[start PROVIDED TEXT]
Cause of YC/HN outage discovered

[+] pg|16 years ago|reply

Things should be back to normal now. Trevor just moved www.ycombinator.com to Slicehost, and I just told HN to refer to static stuff there instead of serving it locally.

Interesting how easy it is to move your whole web site. Good customer service is important when users can switch so easily.

[+] carbocation|16 years ago|reply

Any particular reason for Slicehost as opposed to any of the other similar options (Linode, prgmr)? I'm not affiliated with any, though I run my site on VPSes from Linode. I was convinced by a Dec 2009 post by an HNer, uggedal: http://journal.uggedal.com/vps-performance-comparison

[+] othello|16 years ago|reply

Thank you ! Procrastination becomes much harder when HN does not provide a continuous flow of interesting distraction.

[+] axod|16 years ago|reply

>> "Things should be back to normal now."

Hopefully that's the normal of months ago when loading comments/threads etc was quick?

Still taking 10-20 seconds to load most pages. One thing I haven't tried yet is just creating a fresh account - maybe mine just has too much associated with it (Maybe I comment too much etc).

edit: ah I see it only affected static content. Shame :/

[+] projectileboy|16 years ago|reply

Heh heh... Totally clueless companies are so cute sometimes; like watching a toddler try to eat chocolate cake.
[end PROVIDED TEXT]
Please list every username that heads a comment in the outage thread. None of the tasks make any use of the data.
[start STORED ROWS]
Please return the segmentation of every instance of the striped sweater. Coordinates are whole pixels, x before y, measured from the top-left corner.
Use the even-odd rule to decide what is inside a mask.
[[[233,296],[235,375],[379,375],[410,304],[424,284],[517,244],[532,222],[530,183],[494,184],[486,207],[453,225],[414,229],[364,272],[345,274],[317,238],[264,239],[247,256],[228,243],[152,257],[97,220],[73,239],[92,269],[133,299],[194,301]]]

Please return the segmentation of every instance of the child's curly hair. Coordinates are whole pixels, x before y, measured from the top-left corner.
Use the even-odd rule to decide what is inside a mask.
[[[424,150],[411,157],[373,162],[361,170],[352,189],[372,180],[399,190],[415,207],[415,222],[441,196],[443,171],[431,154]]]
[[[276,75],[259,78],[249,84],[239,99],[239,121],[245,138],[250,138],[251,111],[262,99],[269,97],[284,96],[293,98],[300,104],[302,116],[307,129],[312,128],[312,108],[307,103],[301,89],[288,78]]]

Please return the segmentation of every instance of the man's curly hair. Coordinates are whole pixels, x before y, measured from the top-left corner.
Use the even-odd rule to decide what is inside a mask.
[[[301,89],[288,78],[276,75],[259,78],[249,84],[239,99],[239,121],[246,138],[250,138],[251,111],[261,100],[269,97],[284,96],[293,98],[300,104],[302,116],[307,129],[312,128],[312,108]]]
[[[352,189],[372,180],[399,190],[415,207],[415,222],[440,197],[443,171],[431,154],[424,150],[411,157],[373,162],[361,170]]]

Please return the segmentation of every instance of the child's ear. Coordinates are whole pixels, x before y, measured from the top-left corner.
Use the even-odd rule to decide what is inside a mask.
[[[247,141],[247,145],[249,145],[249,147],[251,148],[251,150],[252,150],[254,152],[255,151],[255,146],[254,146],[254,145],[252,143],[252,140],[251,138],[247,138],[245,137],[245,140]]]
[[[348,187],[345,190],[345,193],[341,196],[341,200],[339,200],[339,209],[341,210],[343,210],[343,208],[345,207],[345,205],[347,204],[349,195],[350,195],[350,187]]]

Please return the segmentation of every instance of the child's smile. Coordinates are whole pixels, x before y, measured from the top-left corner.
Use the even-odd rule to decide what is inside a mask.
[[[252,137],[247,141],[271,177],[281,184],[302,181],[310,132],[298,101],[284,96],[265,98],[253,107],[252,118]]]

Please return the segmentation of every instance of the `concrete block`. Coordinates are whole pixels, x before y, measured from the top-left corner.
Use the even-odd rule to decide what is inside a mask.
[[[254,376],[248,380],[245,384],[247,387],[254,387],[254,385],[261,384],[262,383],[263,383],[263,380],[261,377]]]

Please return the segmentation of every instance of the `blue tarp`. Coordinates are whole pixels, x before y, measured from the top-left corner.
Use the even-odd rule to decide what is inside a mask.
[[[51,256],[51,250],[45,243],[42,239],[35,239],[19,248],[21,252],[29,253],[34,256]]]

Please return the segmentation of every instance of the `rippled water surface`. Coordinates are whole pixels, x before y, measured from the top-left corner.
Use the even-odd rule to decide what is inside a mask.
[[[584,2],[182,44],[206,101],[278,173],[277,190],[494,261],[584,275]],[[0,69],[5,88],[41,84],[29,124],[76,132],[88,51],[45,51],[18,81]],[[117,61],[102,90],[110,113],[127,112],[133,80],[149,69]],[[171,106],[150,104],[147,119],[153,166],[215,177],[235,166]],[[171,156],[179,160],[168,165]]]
[end STORED ROWS]
• [WRITTEN REPLY]:
pg
carbocation
othello
axod
projectileboy